> **TASK DIRECTIONS**:
An acceptable answer repeats exactly the line with "Query: dormer window" and each line after it through the end of the entries, and includes nothing else.

> **GIVEN RECORDS**:

Start of Block

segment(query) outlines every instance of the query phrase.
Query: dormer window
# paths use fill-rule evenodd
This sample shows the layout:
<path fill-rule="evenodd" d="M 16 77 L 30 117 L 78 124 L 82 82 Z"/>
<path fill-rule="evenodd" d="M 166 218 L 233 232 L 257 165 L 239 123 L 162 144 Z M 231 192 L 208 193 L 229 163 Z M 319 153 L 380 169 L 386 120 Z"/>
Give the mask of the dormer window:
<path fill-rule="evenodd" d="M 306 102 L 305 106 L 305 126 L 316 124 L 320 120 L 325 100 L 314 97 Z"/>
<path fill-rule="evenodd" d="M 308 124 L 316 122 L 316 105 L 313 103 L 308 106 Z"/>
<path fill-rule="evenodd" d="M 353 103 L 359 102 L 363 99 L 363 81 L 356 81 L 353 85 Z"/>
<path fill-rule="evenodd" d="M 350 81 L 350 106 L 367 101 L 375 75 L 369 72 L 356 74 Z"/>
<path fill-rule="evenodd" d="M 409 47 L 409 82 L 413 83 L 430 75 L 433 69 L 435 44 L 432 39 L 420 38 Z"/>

End of Block

> **REPLY TO THE TASK**:
Query: dormer window
# paths use fill-rule evenodd
This sample shows the layout:
<path fill-rule="evenodd" d="M 16 77 L 30 117 L 78 124 L 82 82 Z"/>
<path fill-rule="evenodd" d="M 166 218 L 233 232 L 257 165 L 239 123 L 162 144 Z M 231 192 L 208 193 L 229 163 Z M 319 153 L 380 169 L 386 120 Z"/>
Give the mask of the dormer window:
<path fill-rule="evenodd" d="M 306 102 L 305 106 L 305 126 L 316 124 L 320 120 L 325 100 L 314 97 Z"/>
<path fill-rule="evenodd" d="M 308 124 L 316 122 L 316 105 L 313 103 L 308 106 Z"/>
<path fill-rule="evenodd" d="M 353 103 L 359 102 L 363 99 L 363 81 L 356 81 L 353 85 Z"/>
<path fill-rule="evenodd" d="M 350 81 L 350 106 L 367 101 L 375 75 L 369 72 L 356 74 Z"/>
<path fill-rule="evenodd" d="M 409 47 L 409 82 L 413 83 L 430 75 L 433 69 L 435 44 L 432 39 L 420 38 Z"/>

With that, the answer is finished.